======== Records shown ========

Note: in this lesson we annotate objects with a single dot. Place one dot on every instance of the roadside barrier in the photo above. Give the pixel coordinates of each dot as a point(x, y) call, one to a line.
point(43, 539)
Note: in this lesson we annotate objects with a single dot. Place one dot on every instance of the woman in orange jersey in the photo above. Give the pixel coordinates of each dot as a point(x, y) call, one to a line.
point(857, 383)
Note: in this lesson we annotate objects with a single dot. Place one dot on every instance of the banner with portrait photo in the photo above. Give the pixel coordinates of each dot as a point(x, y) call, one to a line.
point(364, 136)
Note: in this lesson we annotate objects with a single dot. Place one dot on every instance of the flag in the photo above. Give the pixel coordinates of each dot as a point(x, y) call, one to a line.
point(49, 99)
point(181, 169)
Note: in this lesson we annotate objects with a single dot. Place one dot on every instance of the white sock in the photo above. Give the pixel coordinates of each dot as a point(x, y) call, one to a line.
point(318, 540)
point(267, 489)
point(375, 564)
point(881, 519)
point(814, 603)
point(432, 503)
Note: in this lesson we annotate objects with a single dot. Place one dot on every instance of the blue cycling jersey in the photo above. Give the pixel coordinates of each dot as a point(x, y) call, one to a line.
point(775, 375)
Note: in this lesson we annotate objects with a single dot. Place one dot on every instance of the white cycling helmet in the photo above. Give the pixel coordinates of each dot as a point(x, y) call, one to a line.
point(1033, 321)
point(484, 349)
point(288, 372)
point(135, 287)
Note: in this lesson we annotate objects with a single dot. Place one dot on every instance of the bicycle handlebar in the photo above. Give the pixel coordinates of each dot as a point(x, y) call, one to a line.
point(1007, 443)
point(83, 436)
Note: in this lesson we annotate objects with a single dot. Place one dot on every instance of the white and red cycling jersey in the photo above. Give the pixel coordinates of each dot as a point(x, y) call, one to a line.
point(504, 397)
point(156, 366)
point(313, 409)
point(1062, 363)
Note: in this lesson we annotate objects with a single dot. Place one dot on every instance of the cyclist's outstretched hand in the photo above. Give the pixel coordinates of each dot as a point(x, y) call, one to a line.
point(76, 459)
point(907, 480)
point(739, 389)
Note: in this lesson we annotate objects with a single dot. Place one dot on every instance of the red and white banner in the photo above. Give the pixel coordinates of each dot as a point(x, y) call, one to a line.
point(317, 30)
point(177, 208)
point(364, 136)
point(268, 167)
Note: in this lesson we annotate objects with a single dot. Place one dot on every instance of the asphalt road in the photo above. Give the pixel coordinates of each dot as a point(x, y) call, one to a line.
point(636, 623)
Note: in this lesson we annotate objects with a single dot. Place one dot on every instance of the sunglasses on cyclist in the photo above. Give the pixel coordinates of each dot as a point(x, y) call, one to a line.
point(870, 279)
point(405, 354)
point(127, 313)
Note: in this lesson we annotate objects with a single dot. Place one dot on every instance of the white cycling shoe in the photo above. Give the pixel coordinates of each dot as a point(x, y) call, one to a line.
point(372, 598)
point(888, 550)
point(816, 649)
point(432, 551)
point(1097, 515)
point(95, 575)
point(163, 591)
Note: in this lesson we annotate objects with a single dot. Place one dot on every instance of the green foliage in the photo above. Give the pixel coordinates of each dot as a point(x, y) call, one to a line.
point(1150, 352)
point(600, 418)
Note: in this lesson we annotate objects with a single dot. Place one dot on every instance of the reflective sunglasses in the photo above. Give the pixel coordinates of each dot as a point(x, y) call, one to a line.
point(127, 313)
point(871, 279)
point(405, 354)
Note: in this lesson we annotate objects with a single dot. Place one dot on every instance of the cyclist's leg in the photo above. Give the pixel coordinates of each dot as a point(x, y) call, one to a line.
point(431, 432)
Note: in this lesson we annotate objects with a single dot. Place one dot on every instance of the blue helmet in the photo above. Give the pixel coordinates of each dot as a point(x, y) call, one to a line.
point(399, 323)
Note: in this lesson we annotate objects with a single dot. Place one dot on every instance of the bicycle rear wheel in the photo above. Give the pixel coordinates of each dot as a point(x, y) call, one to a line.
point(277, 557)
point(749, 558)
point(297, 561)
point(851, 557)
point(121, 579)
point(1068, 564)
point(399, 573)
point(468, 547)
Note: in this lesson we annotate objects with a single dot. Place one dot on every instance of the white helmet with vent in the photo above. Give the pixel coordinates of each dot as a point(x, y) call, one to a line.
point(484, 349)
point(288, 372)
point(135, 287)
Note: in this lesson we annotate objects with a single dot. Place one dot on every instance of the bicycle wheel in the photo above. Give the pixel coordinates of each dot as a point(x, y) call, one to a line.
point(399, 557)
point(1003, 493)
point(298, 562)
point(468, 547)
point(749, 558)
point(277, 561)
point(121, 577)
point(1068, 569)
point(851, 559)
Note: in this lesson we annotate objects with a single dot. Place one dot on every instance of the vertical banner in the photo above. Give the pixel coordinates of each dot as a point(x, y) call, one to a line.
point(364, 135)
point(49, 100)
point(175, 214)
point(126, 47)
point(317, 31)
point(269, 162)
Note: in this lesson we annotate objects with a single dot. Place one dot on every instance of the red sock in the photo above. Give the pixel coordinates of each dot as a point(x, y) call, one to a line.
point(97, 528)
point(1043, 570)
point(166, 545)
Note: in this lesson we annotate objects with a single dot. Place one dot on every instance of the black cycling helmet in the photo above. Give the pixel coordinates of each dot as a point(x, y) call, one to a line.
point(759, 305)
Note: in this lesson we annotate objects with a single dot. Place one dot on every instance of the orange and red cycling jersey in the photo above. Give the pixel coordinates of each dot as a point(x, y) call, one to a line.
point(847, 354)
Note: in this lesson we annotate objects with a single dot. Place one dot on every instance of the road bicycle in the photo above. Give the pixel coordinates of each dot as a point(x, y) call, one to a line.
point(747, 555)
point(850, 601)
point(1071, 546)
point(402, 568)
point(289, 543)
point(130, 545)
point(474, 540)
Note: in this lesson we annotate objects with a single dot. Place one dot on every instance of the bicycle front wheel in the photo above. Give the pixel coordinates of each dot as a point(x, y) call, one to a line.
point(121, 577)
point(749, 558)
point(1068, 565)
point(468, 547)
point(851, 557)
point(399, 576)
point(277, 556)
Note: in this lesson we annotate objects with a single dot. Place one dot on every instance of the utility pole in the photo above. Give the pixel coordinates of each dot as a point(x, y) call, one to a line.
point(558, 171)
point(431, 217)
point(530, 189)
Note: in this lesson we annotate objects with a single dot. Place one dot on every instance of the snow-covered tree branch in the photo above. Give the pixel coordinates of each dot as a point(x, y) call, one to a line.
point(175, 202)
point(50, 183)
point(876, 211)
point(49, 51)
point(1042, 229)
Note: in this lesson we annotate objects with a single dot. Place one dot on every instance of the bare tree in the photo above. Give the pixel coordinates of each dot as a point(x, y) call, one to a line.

========

— Exercise directions —
The listing above should be printed again in full, unchanged.

— Response box —
Note: in this lesson we annotate objects with a single dot. Place one dot on every instance of the roadside barrier in the photo above. Give the pixel coordinates of each dot as a point(x, y) call, one to a line.
point(43, 539)
Note: in this lesson we annotate objects with a single dot. Place one dot on every instance of the woman in orange jersey in the photo above. Give the pixel coordinates of each dot as a point(x, y) call, one to a line.
point(857, 383)
Note: in this lesson we annotate objects with a single dot. Place one dot on every instance of the banner with portrait photo in the photo above. Give the pixel coordinates of each dot as a point(x, y) call, one to a line.
point(364, 136)
Note: in this lesson we annotate objects with a single dot. Place one dot on every instance of the flag in the photo above. Give the pixel coordinates of each dot as a point(x, y) call, one to a line.
point(49, 99)
point(181, 169)
Note: in this lesson we annotate objects with a single dot. Place one dot on every instance of the white sock in the photo above. Give the pixel coordinates of each dot as a point(x, y) call, one to a line.
point(318, 540)
point(267, 489)
point(375, 564)
point(881, 519)
point(814, 603)
point(432, 503)
Note: in this lesson we annotate objects with a single dot. Place one dot on every instance of the blue cycling jersey in the photo above. Give the pixel coordinates of each dot as a point(x, y) call, one to a line.
point(775, 375)
Note: in this lesson we annotate objects with a single dot. Place one dot on every instance of the white cycling helmet in the photo above. Give the pixel coordinates of each dot as a point(x, y) call, one to a line.
point(1033, 321)
point(484, 349)
point(288, 372)
point(135, 287)
Note: in this lesson we annotate objects with a single dot. Place one dot on every instance of the bicycle handlebar in the photo above. Give the pixel coordinates of each dot as a point(x, y) call, one to a line.
point(1007, 443)
point(83, 436)
Note: in this lesson we annotate objects with a single dot. Place one dot on every instance of the white and red cycling jersey in the photo above. Give the pixel coordinates of each dot as a point(x, y) call, one to a line.
point(504, 397)
point(156, 366)
point(313, 409)
point(1062, 363)
Note: in this lesson we annotate objects with a single dot. Place one dot on every instance of the cyclist's outstretched hand in the photo above. Give the pixel coordinates of each dot as a point(x, y) call, one to a line.
point(76, 459)
point(907, 480)
point(739, 389)
Note: in this lesson we annotate objects with a single dot. Place one dot on every instance of the red and white banner in the photo above. Give the pixel coordinates of each dot as a point(x, y) call, one to a line.
point(317, 30)
point(177, 208)
point(364, 136)
point(268, 167)
Note: in this lesson we annotate objects with a single dot. Place one dot on every instance of the asphalt road in the photo above. Give the pixel coordinates of each dot as a point(x, y) call, one to a line.
point(636, 623)
Note: in this lesson we annotate objects with a single dot. Place one dot on every instance of the sunglasses on cyclist in the photo above. Give the pixel coordinates of each dot as a point(x, y) call, one to a line.
point(870, 279)
point(405, 354)
point(127, 313)
Note: in this lesson we annotate objects with a single dot. Place one dot on every instance of the white cycling shoe in the photo above. Give the pixel coordinates of each dot as a point(x, y) call, one to a line.
point(372, 598)
point(888, 550)
point(816, 649)
point(432, 551)
point(1097, 515)
point(95, 575)
point(163, 591)
Note: in this lesson we annotate objects with a single dot. Place one dot on every instance of the green foliage in the photo above. Give the pixel coordinates of each dot as a point(x, y) call, one to a line.
point(1150, 352)
point(600, 418)
Note: in this lesson we annotate objects with a single dot. Place one dot on every instance of the reflective sunglasses in the photo above. Give the pixel coordinates of each dot as a point(x, y) call, one to a line.
point(127, 313)
point(871, 279)
point(405, 354)
Note: in this lesson we annotate objects with a single dot. Place one dot on every instance of the cyclist's leg in the photo above. Give the pixel coordinates of each dot as a point(x, y) call, one to a line.
point(431, 432)
Note: in this lesson we annotate objects with a single dot. Place one dot on every instance of the blue helmet in the photo above. Give the pixel coordinates of each dot as a point(x, y) call, one to a line.
point(399, 323)
Note: in this lesson we annotate objects with a single dot. Place one dot on every instance of the bicycle rear wheel in the photo above. Give the pixel coordinates of each dot as a point(x, y) call, one to a line.
point(277, 557)
point(749, 558)
point(297, 561)
point(851, 557)
point(121, 579)
point(1068, 564)
point(399, 573)
point(468, 547)
Note: in this lesson we annotate objects with a single dot. Place one dot on every instance of the white helmet with vent in the photo above. Give the pixel coordinates of each dot as a point(x, y) call, one to a line.
point(484, 349)
point(288, 372)
point(135, 287)
Note: in this lesson we annotate objects with a single dot. Place one dot on every instance of the bicycle wheel in the photo above. Give the pixel coordinates of each dot as a point(x, y) call, one to a line.
point(399, 557)
point(1003, 493)
point(298, 562)
point(468, 547)
point(749, 558)
point(277, 561)
point(121, 577)
point(1068, 569)
point(851, 559)
Note: in this lesson we annotate objects with a single dot. Place one dot on every instance of the vertical banner in the photo above. Give the pixel coordinates of each dot as a point(x, y) call, one to a line.
point(364, 135)
point(49, 100)
point(175, 214)
point(126, 47)
point(317, 31)
point(269, 162)
Note: in this lesson we annotate objects with a single dot. Place one dot on every instance of the red sock in the photo above. Give the pixel coordinates of each dot as a point(x, y) call, one to a line.
point(97, 528)
point(1043, 570)
point(166, 545)
Note: in this lesson we annotate objects with a single dot. Place one dot on every instance of the black cycling helmet in the photo above. Give the pixel coordinates of each dot as a point(x, y) call, one to a line.
point(759, 305)
Note: in this lesson we annotate objects with a single dot. Place one dot on every instance of the orange and red cycling jersey in the photo above. Give the pixel coordinates of each dot as a point(x, y) call, one to a line.
point(847, 354)
Note: in this lesson we annotate objects with a single dot. Place one dot on every instance of the road bicycle in the photo above. Give the pixel coordinates of each dot as a point(x, y) call, one to a line.
point(747, 555)
point(850, 601)
point(1071, 546)
point(402, 568)
point(289, 543)
point(130, 545)
point(474, 540)
Note: in this lesson we annotate objects with a single dot. Place one dot on every instance of the bicycle front wheel in the photo above. Give the pixel coordinates of each dot as a point(x, y) call, one to a line.
point(121, 577)
point(749, 558)
point(1068, 565)
point(468, 547)
point(851, 557)
point(399, 576)
point(277, 556)
Note: in this lesson we annotate objects with a single dot. Place one dot on every instance of the utility pole in the photo above. Give the pixel coordinates of each dot as a point(x, y) call, one to a line.
point(558, 171)
point(431, 217)
point(530, 189)
Note: in this lesson we annotate objects with a single dot. Place one dot on every instance of the snow-covered tree branch in the photo above. Give the pixel coordinates of each dot as a point(x, y) call, one to a line.
point(175, 202)
point(50, 183)
point(876, 211)
point(49, 51)
point(1042, 229)
Note: in this lesson we annotate objects with a single dot. Place one dot on every instance of the bare tree in the photo above. Give the pixel coordinates of each dot as a point(x, y) call, one to a line.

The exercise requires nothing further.